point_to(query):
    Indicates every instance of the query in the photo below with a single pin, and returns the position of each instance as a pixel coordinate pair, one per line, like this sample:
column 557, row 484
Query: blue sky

--

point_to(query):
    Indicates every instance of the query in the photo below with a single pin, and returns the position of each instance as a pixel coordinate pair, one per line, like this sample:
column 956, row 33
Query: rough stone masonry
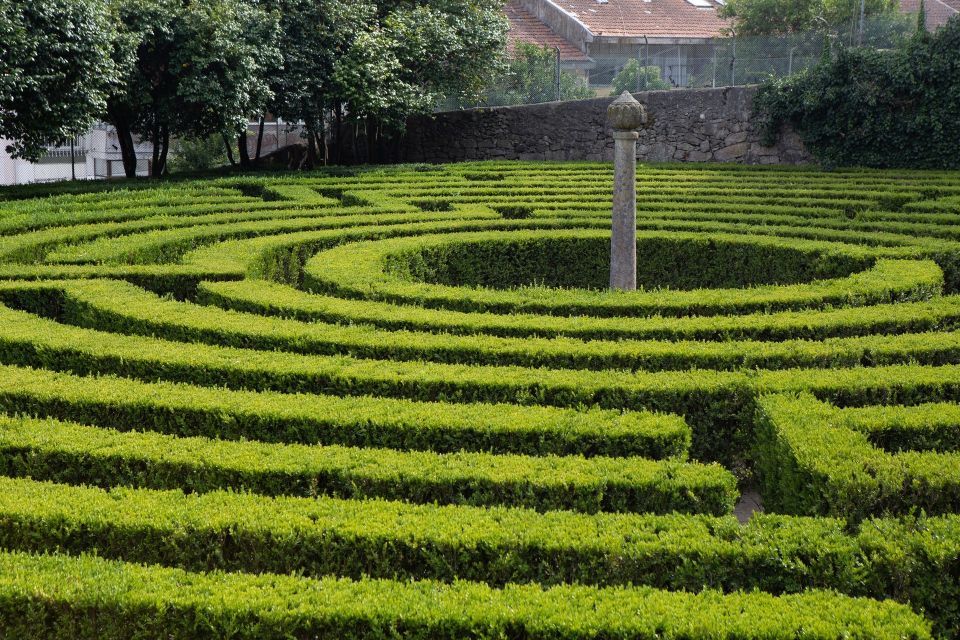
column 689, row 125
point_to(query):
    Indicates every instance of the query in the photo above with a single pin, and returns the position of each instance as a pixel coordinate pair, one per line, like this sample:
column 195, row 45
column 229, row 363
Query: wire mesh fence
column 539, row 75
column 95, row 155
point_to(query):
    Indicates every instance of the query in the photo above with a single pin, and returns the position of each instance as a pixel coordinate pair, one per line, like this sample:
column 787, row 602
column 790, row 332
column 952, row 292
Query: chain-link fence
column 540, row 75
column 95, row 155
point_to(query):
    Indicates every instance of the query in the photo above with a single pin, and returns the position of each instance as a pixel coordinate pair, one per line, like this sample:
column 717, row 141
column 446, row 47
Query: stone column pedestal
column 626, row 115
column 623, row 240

---

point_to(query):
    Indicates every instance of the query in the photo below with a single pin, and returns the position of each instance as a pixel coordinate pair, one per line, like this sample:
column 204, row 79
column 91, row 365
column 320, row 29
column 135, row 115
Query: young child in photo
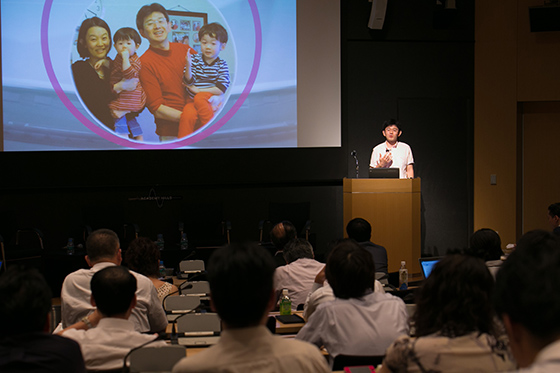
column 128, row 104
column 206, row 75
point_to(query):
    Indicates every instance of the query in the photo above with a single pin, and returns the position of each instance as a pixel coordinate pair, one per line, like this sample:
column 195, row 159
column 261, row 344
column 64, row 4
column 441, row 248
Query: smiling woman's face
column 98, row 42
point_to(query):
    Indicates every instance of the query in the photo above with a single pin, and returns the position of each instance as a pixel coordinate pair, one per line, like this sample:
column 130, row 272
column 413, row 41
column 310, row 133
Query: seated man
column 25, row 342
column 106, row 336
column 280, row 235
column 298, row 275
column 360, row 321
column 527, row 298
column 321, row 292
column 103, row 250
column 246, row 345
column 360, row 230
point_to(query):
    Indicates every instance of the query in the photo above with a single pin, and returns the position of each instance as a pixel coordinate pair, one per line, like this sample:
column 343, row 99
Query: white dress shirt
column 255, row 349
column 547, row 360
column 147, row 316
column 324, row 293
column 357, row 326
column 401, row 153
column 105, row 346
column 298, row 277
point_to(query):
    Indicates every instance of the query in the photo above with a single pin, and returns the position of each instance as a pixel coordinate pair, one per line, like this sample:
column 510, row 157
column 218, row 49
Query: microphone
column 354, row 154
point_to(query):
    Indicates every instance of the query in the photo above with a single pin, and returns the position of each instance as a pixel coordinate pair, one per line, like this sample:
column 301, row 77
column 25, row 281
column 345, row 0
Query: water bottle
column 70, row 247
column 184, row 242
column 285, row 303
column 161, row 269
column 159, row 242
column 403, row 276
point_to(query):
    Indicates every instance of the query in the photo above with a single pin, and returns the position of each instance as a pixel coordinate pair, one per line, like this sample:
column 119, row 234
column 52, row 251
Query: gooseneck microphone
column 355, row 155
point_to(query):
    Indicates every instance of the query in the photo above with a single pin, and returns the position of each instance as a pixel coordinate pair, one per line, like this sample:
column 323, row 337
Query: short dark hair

# [Task requirements]
Within the listing above, print exactly the stretch beginning at the line that contains "column 91, row 365" and finishing at the line that contains "column 310, row 133", ends kept, pictures left out, and nothing more.

# [Result]
column 91, row 365
column 320, row 29
column 135, row 115
Query: young child in photo
column 128, row 104
column 206, row 75
point_to(query):
    Indicates every instance of the query in the photo above with a single pin, and returns the position of each instance as a pixel coordinate pair, one per line, like this sample:
column 195, row 159
column 261, row 344
column 64, row 4
column 441, row 248
Query: smiling woman's face
column 98, row 42
point_to(query):
    Indicates every instance of the query in the photo above with a single pin, and returns the position of each instance as a pixel coordinate pair, one per line, like this sample:
column 130, row 272
column 413, row 41
column 310, row 133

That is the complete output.